→ Document excerpt:
========

Predicting who will win AP Coach of the Year is a fool’s errand, but I’m willing to put my chips on Brees and Payton leading the Saints to the playoffs in a “bounceback” year. The real question is whether that will be enough to convince the voters to select Payton.

As it turned out, Payton did lead a resurgent Saints team from 7-9 in 2012 to 11-5 in 2013; unfortunately for him, a playoff berth was not enough to get him Coach of the Year. That honor instead went to Ron Rivera, although in my eyes, Andy Reid was an immensely more deserving choice.

What can we learn: In week 16, the Panthers defeated the Saints on a touchdown pass with 28 seconds left in the game; had New Orleans won that game, the Saints would have finished 12-4 and won the division and a first round bye, knocking Rivera’s Panthers down to the 5 seed. Would that have been enough to swing the COTY award to Payton? Probably not, although it likely would have meant Reid would have won the honor. The Coach of the Year award remains impossible to predict.

Did you just grab my torch?

Did you just grab my torch?.

========

→ Supplied information:
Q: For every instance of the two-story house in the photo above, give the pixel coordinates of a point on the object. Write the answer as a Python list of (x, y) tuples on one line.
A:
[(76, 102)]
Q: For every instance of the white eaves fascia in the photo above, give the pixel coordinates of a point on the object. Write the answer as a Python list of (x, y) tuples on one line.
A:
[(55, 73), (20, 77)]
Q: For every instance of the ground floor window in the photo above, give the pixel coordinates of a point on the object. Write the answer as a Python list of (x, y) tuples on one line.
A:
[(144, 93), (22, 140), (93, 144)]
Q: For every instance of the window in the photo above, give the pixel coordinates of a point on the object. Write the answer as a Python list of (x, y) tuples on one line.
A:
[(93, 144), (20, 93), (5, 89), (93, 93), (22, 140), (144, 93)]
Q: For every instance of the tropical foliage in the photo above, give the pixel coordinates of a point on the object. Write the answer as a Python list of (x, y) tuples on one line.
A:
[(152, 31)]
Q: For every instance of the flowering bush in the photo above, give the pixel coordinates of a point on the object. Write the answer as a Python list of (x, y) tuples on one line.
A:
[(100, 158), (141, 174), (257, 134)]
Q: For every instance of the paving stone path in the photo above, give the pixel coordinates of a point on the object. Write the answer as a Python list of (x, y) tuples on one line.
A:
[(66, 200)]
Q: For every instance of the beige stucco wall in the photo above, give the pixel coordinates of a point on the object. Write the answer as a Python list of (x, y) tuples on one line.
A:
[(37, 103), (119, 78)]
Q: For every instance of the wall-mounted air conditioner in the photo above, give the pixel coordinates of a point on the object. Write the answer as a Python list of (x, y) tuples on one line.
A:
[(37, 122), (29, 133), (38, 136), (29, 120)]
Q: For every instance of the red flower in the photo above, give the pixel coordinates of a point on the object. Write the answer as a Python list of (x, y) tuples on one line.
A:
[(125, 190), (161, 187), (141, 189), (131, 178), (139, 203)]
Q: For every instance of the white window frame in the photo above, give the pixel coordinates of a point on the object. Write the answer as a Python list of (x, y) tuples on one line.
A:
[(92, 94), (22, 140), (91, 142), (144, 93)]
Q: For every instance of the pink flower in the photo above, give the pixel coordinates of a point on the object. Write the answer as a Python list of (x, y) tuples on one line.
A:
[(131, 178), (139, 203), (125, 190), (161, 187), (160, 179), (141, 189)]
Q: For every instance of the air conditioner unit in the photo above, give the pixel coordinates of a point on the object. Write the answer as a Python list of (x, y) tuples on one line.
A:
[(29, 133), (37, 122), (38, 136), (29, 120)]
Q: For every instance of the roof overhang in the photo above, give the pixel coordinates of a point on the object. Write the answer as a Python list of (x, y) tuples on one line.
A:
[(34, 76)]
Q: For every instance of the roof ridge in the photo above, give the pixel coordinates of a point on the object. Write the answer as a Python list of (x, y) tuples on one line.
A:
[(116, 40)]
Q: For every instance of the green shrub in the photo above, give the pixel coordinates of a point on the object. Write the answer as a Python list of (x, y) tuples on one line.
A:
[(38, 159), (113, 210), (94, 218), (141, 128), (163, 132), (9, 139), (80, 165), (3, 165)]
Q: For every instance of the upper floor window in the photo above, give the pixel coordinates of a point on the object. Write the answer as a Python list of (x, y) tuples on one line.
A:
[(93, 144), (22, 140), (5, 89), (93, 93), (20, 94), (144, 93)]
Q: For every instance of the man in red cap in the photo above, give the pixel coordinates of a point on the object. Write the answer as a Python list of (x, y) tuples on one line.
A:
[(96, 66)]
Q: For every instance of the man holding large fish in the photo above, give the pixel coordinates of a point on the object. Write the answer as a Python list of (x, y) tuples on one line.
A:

========

→ Requests:
a – Summarize the Coach of the Year commentary in two sentences.
b – Pick up the Coach of the Year commentary after its final line and carry it on.
The records are not needed for this work.

→ Answer set:
a – The writer predicted that Brees and Payton would lead the Saints to the playoffs in a bounceback year, and the Saints did improve from 7-9 in 2012 to 11-5 in 2013, but the Coach of the Year award went to Ron Rivera, although the writer saw Andy Reid as far more deserving. Had the Saints beaten the Panthers in week 16, they would have won the division and a first round bye, which probably still would not have won Payton the award but likely would have given it to Reid, so the writer concludes that the honor remains impossible to predict.

b –
Julio Jones and Roddy White star in Stealing The Torch, July 31, 2013

My other three NFC South posts were more walks down memory lane than predictions. The Falcons post was a look at other star wide receiver tandems that were similar to Julio Jones and Roddy White in 2012. This was a fun way to look at comparable receivers, but there was nothing fun about the Atlanta offense in 2013.  Jones averaged 116.0 yards per game last year, but that came over just five games. A foot injury suffered against the Jets in week 5 ended what looked to be a special season: Jones was leading the league in receptions (41) and was second in receiving yards (580) at the time. White, meanwhile, had an absymal start to his season that dragged on for months.

Hamstring and ankle injuries caused White to miss three full games and hampered his production in most of the others. At the end of November, he just 20 catches for 209 yards; at that point, the Falcons were 2-9, and I won’t fault you if you put Atlanta on “ignore” for the rest of the year. But White exploded with 43 catches for 502 yards in December, joining Josh Gordon (658) and Alshon Jeffery (561) as the only players with 500+ receiving yards in December 2013.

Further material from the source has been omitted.